Given request: Summarize the post on grief in the Ramayana in two sentences.

Article:
-- Start --
Table of Content
Grief in the Ramayana
Quotes and comments from this week’s readings
Anna Karenina, Part two, V-XXI
The Prisoner. p. 1706-1746 (ed. Quarto Gallimard) or p. 148-180 (ed. Penguin Classics Deluxe)
Ramayana, Uttara Kanda, Sarga 57-100
Next week’s readings
Grief in the Ramayana
Despite what some artists and art critics may claim, art is mainly about emotions. Throughout history, great works of art were recognized for the emotions they elicited from their viewers and readers. In the Western tradition, following Aristotle, the focus has traditionally been on catharsis. Drama, and epic poetry should produce a sort of purging of dangerous emotions from listeners. Consider the first few lines of the Iliad :
Wrath—sing, goddess, of the ruinous wrath of Peleus’ son Achilles,
that inflicted woes without number upon the Achaeans,
hurled forth to Hades many strong souls of warriors
and rendered their bodies prey for the dogs,
for all birds, and the will of Zeus was accomplished (Tr. C. Alexander)
Right from the beginning, we know this will be a poem about wrath, and all it consequences. The emotion is there for all to see.
In the Indian tradition, following views exposed by Bharata in the Natya Shastra, the Treatise on Drama, art, mostly drama and poetry, is also about the creation and expression of emotions. An artist’s goal is to allow individuals to experience the essence of an emotion, rasa, what Goldman calls, in his introduction to the Uttara kanda, “the aesthetic flavor or enjoyment stimulated by successful literary composition.”
Rasa is the central concept in Indian aesthetics. The objective of any work of art is to be allow this essence to be manifested. As explained in the Treatise on Drama : “Rasa arises from the conjunction of factors, reactions, and transitory emotions.” I will not even try to explain what this means, and what exactly rasa is, because, as Pollock explains in his book A Rasa Reader, “Explaining this compact statement remained for a full millenium and a half what it meant to explain aesthetic experience.” Suffice to say that there are 8 or 9 rasas, each associated with a dominant emotion.
The rasa associated with the Ramayana, is compassion, pathos, a sense of the tragic, and its associated emotion is grief. This is made very clear at the beginning of the first book, the Balakanda, when Valmiki witnesses a scene that will inspire him to write his epic poem :
Nearby, that holy man saw an inseparable pair of sweet-voiced kraunca birds wandering about. But even as he watched, a Nisada hunter, filled with malice and intent on mischief, struck down the male of the pair. Seeing him struck down and writhing on the ground, his body covered with blood, his mate uttered a piteous cry. And the pious seer, seeing the bird struck down in this fashion by the Nisada, was filled with pity. Then, in the intensity of this feeling of compassion, the brahman thought, "This is wrong." Hearing the kraunca hen wailing, he uttered these words: "Since, Nisada, you killed one of this pair of krauncas, distracted at the height of passion, you shall not live for very long." And even as he stood watching and spoke in this way, this thought arose in his heart, "Stricken with grief for this bird, what is this I have uttered?"
-- End --
Raw data:
-- Start --
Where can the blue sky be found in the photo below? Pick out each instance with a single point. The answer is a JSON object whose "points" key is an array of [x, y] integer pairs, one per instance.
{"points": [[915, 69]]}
-- End --
Exercise solution: The post holds that art is mainly about emotions: the Western tradition after Aristotle focuses on catharsis, while the Indian tradition after Bharata's Treatise on Drama centers on rasa, the essence of an emotion, of which there are 8 or 9. The Ramayana's rasa is compassion, with grief as its emotion, as the opening of the Balakanda shows when Valmiki, filled with pity after a Nisada hunter strikes down a male kraunca bird, curses the hunter.